» Written task
Your task is to repeat, word for word, the line containing "crate, one per instance" and all lines that follow it to the end of the material, and no other lines.

» Entries from a point annotation set
— Start —

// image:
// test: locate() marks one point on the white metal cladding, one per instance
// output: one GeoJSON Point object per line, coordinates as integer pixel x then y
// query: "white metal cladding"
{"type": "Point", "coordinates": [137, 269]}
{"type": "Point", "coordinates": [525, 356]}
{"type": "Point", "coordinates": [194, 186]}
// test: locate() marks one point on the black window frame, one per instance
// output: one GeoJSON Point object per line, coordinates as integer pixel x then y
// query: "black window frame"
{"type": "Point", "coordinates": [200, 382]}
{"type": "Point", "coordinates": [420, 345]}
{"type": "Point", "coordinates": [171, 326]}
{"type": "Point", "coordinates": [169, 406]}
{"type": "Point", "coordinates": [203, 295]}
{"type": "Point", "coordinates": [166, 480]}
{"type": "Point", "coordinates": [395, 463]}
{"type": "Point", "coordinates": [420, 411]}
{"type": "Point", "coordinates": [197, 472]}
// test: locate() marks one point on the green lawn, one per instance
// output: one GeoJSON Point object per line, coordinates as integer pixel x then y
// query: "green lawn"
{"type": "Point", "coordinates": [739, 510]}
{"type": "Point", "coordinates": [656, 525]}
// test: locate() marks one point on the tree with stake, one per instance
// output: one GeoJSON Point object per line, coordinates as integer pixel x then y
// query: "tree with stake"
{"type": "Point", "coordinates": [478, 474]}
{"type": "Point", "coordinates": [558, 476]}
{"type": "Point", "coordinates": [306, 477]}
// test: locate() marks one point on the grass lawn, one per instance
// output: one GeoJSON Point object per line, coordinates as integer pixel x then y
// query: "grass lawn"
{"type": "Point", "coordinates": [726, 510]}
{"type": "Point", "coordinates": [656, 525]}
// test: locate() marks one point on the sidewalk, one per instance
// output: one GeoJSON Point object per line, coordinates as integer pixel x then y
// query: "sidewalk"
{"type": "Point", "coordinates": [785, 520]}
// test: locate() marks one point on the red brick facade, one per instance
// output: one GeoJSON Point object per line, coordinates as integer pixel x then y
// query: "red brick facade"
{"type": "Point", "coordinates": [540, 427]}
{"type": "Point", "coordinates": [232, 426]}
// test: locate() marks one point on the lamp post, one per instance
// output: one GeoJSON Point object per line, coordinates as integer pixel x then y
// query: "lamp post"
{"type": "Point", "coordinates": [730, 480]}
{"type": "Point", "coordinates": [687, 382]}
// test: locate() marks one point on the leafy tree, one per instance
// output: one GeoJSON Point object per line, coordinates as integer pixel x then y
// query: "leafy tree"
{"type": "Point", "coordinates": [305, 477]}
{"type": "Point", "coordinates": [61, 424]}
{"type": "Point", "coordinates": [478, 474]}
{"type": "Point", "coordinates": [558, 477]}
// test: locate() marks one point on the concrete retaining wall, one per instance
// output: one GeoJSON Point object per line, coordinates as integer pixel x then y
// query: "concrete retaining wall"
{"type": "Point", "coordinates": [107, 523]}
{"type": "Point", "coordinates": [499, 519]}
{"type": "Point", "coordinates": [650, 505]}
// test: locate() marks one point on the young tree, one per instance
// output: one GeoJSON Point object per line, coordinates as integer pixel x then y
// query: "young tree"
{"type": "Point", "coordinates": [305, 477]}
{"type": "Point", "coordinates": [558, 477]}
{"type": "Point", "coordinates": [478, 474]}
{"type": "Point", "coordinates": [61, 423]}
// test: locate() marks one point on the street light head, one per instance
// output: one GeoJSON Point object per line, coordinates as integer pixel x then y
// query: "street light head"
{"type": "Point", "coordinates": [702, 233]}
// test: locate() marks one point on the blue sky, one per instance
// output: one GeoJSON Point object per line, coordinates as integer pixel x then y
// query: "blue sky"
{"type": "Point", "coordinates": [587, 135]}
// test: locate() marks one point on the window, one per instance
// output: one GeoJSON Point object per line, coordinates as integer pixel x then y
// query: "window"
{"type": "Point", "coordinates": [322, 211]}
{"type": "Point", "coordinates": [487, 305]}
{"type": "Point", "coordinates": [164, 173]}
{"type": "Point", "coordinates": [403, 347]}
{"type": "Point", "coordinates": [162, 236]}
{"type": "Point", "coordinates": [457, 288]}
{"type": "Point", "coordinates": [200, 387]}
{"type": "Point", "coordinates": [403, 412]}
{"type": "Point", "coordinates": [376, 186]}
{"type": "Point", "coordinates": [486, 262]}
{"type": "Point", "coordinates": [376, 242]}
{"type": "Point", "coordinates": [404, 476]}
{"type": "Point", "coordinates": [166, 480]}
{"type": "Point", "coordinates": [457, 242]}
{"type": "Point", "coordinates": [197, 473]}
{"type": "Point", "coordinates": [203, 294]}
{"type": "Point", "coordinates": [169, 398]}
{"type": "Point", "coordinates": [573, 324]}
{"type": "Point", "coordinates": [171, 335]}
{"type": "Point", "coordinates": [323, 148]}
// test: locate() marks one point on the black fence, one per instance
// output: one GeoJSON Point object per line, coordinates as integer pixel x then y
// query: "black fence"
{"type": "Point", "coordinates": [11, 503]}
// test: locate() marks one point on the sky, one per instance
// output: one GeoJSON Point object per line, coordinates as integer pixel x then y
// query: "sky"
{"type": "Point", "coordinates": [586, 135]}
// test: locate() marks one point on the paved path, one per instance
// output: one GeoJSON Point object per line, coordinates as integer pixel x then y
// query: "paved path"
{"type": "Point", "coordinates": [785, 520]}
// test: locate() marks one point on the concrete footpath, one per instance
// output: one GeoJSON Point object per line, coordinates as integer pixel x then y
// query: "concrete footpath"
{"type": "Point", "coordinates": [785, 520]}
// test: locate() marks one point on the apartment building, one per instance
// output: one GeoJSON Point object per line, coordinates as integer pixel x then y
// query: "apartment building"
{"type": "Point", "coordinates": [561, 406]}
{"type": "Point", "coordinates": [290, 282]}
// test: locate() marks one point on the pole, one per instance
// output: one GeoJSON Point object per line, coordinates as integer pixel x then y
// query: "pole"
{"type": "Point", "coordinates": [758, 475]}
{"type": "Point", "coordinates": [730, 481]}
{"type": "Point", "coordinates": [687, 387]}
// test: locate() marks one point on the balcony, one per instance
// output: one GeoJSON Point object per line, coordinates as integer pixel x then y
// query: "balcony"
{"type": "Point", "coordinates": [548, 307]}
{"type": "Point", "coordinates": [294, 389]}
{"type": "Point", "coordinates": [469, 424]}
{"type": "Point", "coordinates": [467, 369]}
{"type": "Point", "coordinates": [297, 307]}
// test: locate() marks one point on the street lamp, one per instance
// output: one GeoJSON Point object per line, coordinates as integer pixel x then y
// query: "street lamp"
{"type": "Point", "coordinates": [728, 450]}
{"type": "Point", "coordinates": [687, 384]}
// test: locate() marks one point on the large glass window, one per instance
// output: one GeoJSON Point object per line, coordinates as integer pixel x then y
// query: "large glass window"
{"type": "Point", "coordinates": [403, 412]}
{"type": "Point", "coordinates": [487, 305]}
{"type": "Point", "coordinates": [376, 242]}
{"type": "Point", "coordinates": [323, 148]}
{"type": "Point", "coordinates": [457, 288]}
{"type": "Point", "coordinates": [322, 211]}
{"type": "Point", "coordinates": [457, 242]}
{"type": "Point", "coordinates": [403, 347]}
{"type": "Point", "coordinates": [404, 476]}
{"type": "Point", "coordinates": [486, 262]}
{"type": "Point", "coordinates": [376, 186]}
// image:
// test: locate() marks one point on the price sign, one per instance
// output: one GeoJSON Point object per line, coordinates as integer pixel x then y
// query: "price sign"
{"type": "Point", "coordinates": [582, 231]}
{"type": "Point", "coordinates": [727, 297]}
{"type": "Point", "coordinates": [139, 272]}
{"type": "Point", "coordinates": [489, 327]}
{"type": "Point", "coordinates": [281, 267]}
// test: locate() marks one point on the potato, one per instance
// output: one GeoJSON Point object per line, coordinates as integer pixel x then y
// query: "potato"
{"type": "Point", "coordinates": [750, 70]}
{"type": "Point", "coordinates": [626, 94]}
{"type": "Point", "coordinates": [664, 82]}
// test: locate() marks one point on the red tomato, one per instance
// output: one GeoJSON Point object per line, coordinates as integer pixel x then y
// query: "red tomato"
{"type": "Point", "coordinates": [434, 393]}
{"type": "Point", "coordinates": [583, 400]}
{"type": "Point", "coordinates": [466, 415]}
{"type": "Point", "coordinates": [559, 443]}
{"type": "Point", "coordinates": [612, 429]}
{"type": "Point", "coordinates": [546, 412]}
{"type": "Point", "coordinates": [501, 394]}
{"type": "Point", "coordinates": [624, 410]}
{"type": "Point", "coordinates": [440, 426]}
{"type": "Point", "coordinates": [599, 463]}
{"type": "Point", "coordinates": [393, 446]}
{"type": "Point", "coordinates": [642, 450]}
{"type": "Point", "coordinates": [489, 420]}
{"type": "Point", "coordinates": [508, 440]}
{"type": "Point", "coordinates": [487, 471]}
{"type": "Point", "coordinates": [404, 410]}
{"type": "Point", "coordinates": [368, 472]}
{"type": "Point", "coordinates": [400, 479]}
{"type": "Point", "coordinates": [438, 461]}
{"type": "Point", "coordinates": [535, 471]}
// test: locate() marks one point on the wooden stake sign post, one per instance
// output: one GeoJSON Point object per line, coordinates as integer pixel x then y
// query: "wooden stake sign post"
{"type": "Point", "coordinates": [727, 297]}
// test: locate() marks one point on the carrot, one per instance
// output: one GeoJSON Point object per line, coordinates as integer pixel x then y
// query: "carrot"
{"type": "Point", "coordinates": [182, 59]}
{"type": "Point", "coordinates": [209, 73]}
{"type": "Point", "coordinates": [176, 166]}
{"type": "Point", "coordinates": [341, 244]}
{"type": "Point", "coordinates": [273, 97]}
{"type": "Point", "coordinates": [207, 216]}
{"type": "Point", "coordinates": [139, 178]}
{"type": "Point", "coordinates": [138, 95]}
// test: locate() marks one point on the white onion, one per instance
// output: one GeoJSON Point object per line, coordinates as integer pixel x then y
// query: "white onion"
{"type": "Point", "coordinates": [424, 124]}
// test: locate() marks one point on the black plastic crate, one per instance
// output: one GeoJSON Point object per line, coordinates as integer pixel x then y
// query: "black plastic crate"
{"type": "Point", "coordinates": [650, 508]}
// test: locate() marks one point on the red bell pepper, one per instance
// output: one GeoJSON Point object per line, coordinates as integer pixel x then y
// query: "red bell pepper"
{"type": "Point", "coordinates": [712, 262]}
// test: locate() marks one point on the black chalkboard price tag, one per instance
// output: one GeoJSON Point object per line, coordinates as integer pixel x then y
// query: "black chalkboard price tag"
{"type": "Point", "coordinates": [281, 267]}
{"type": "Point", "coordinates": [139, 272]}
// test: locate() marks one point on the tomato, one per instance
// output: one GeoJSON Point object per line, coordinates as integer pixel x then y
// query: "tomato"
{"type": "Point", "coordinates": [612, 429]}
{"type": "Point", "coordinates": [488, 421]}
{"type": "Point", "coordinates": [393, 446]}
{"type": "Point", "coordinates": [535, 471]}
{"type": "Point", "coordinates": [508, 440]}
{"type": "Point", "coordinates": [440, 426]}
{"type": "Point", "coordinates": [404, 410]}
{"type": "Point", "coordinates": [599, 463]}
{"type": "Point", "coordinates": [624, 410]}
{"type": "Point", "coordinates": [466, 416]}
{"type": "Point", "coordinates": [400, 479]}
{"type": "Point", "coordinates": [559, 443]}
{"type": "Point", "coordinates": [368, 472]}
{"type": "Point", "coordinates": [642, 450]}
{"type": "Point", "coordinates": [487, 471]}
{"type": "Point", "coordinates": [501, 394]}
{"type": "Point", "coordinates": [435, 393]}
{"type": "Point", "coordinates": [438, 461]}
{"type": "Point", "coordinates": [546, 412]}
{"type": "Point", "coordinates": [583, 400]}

— End —

» Solution to this task
// test: locate() marks one point on the black plastic crate, one per instance
// output: one GeoJSON Point object per line, coordinates as integer pixel x then y
// query: "black plastic crate"
{"type": "Point", "coordinates": [650, 508]}
// test: locate() marks one point on the red bell pepper, one per instance
// output: one GeoJSON Point object per line, coordinates as integer pixel x then y
// query: "red bell pepper"
{"type": "Point", "coordinates": [712, 262]}
// test: locate() marks one point on the black chalkboard price tag, one per instance
// output: one GeoJSON Point object per line, coordinates as integer pixel x then y
// query: "black chalkboard price tag"
{"type": "Point", "coordinates": [281, 267]}
{"type": "Point", "coordinates": [139, 272]}
// test: locate() marks one point on the tomato, one per instance
// output: one GeoJSON Point object per line, coordinates as integer pixel x then y
// query: "tomato"
{"type": "Point", "coordinates": [612, 429]}
{"type": "Point", "coordinates": [488, 421]}
{"type": "Point", "coordinates": [393, 446]}
{"type": "Point", "coordinates": [535, 471]}
{"type": "Point", "coordinates": [508, 440]}
{"type": "Point", "coordinates": [440, 426]}
{"type": "Point", "coordinates": [404, 410]}
{"type": "Point", "coordinates": [599, 463]}
{"type": "Point", "coordinates": [624, 410]}
{"type": "Point", "coordinates": [466, 416]}
{"type": "Point", "coordinates": [400, 479]}
{"type": "Point", "coordinates": [559, 443]}
{"type": "Point", "coordinates": [368, 472]}
{"type": "Point", "coordinates": [642, 450]}
{"type": "Point", "coordinates": [487, 471]}
{"type": "Point", "coordinates": [501, 394]}
{"type": "Point", "coordinates": [435, 393]}
{"type": "Point", "coordinates": [438, 461]}
{"type": "Point", "coordinates": [546, 412]}
{"type": "Point", "coordinates": [583, 400]}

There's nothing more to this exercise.